* **EXERCISE AIM**
Your output should be the lines from the one that contains "of the seat" to the end of the listing, transcribed exactly. Include nothing else.

* **PROVIDED DATA**
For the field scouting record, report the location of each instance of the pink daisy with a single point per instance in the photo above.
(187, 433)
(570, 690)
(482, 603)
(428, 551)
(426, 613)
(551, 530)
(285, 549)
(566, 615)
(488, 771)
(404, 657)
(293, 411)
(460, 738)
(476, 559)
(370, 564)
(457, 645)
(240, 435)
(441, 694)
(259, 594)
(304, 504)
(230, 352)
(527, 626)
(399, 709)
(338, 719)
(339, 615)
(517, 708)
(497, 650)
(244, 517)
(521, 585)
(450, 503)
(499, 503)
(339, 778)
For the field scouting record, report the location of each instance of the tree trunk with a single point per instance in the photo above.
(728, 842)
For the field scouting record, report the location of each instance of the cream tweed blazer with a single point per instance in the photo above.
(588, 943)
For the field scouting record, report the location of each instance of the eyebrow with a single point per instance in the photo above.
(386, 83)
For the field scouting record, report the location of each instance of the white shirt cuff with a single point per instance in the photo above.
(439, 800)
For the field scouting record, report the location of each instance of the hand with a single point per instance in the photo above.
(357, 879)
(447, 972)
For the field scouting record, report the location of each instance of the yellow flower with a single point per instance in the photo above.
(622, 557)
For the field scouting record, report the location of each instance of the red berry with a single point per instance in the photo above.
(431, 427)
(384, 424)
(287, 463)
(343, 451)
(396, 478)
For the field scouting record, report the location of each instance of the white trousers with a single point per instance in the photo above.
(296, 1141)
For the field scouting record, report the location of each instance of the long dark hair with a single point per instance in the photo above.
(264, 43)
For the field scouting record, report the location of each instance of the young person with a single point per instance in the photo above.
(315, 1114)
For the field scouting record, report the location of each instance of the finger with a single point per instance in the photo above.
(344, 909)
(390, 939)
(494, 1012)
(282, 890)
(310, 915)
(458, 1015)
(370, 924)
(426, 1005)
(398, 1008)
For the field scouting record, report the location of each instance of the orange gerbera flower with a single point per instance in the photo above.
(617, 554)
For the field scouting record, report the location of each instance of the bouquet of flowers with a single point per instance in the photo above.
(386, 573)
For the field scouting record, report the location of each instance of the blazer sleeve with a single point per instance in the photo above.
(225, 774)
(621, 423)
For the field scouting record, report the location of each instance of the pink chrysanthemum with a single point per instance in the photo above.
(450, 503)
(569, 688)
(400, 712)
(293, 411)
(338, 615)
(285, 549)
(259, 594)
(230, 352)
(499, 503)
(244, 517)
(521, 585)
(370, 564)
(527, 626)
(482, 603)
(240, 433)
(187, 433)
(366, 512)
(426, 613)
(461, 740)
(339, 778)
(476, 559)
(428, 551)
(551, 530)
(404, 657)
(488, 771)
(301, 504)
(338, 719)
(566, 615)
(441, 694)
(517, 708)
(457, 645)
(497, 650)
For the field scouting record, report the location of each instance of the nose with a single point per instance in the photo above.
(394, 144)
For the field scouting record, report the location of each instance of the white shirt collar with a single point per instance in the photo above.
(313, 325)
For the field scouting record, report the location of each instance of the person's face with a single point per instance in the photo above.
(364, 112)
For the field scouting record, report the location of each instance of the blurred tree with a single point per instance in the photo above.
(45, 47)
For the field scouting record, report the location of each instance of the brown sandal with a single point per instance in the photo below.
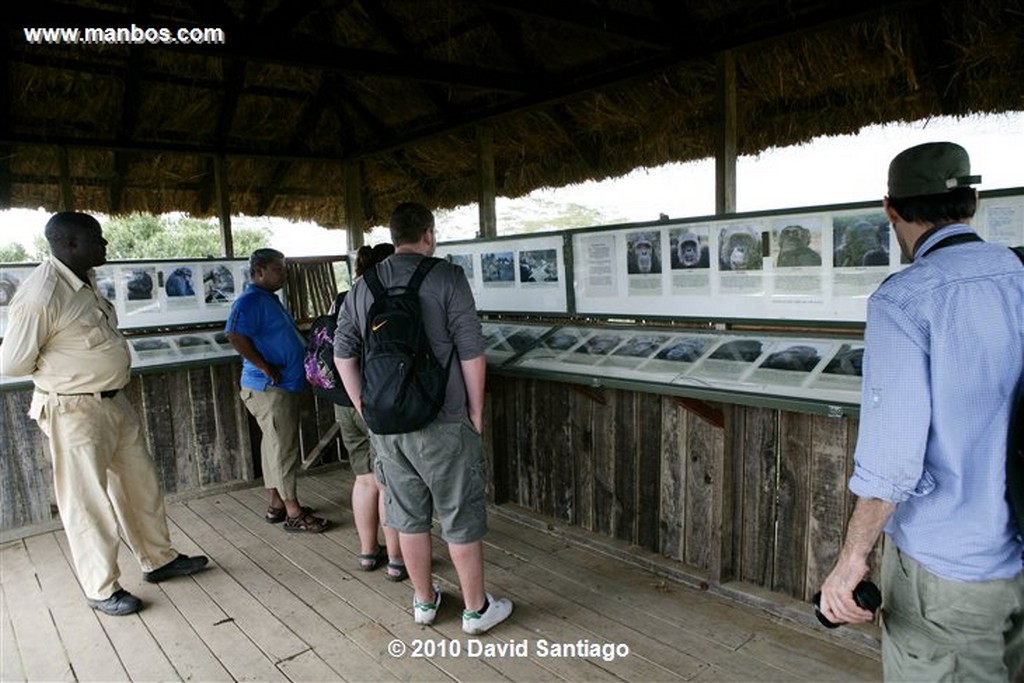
(306, 523)
(278, 515)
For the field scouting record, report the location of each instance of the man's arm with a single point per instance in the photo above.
(474, 373)
(868, 518)
(348, 369)
(27, 330)
(244, 345)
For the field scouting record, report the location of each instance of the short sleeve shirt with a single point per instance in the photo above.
(259, 315)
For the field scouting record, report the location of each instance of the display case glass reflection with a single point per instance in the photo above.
(503, 341)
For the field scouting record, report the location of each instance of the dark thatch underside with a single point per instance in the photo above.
(571, 89)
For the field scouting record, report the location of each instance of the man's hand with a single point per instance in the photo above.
(273, 374)
(837, 603)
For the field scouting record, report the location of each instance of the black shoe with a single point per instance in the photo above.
(182, 565)
(119, 604)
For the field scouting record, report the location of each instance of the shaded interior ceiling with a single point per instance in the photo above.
(570, 90)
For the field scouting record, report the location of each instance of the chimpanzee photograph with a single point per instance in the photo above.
(218, 285)
(640, 346)
(798, 357)
(738, 349)
(643, 253)
(179, 283)
(739, 249)
(138, 283)
(794, 245)
(498, 267)
(860, 241)
(849, 360)
(689, 250)
(684, 350)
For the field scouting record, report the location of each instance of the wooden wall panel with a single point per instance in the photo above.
(794, 504)
(672, 480)
(624, 510)
(828, 502)
(755, 513)
(583, 407)
(648, 459)
(707, 484)
(605, 428)
(26, 475)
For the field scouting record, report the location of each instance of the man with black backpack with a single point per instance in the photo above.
(410, 352)
(944, 348)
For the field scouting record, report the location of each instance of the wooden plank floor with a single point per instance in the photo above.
(276, 606)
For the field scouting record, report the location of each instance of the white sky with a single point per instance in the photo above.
(834, 170)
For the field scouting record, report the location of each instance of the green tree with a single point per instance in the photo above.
(141, 236)
(13, 253)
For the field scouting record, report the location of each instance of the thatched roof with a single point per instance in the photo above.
(572, 90)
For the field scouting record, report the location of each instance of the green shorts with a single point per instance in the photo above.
(440, 468)
(356, 439)
(936, 629)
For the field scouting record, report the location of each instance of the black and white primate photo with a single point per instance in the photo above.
(643, 253)
(738, 349)
(218, 285)
(689, 250)
(861, 243)
(138, 284)
(849, 360)
(599, 344)
(684, 350)
(179, 283)
(739, 249)
(798, 357)
(640, 347)
(795, 248)
(539, 265)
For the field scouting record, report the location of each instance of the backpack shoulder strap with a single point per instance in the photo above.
(374, 283)
(336, 306)
(421, 271)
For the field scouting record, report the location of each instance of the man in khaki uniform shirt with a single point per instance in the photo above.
(65, 334)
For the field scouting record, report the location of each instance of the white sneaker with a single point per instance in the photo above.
(498, 610)
(424, 612)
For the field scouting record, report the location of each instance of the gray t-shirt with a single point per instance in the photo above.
(449, 317)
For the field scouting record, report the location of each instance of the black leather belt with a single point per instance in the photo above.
(110, 393)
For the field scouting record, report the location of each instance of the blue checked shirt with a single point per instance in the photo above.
(944, 346)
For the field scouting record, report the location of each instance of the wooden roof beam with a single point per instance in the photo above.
(332, 58)
(579, 14)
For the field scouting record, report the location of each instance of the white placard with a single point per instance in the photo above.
(525, 274)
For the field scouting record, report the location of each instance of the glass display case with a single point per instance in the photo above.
(817, 373)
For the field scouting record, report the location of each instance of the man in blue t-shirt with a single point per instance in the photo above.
(272, 377)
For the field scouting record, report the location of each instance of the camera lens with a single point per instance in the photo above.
(866, 595)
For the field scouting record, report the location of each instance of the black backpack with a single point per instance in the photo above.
(318, 361)
(403, 384)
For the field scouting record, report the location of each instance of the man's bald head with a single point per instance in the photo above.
(67, 224)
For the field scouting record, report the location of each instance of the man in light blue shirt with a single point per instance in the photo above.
(944, 348)
(272, 377)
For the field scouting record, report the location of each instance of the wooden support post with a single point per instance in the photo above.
(223, 206)
(67, 191)
(485, 180)
(355, 217)
(725, 144)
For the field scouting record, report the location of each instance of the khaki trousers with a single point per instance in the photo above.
(103, 478)
(940, 630)
(276, 412)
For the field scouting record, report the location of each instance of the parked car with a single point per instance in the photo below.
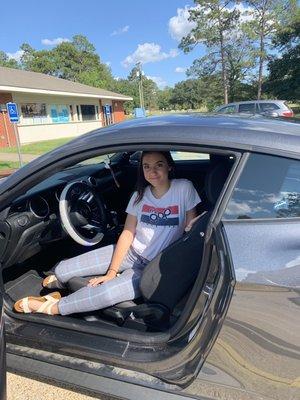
(271, 108)
(233, 330)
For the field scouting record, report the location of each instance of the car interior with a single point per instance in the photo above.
(34, 238)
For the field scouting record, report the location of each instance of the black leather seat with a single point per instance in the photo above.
(168, 277)
(165, 280)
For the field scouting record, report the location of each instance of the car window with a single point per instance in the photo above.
(247, 107)
(227, 110)
(95, 160)
(269, 187)
(268, 106)
(186, 155)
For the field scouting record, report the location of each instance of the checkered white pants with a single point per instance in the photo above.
(122, 288)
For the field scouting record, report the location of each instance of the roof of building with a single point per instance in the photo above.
(17, 80)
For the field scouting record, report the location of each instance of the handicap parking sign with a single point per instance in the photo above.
(12, 111)
(107, 109)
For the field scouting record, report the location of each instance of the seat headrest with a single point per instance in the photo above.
(215, 180)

* **ANSWER TO THIS TASK**
For the field scouting record, report the location of each instance of the seat headrest with a single point per instance in the photo above.
(215, 180)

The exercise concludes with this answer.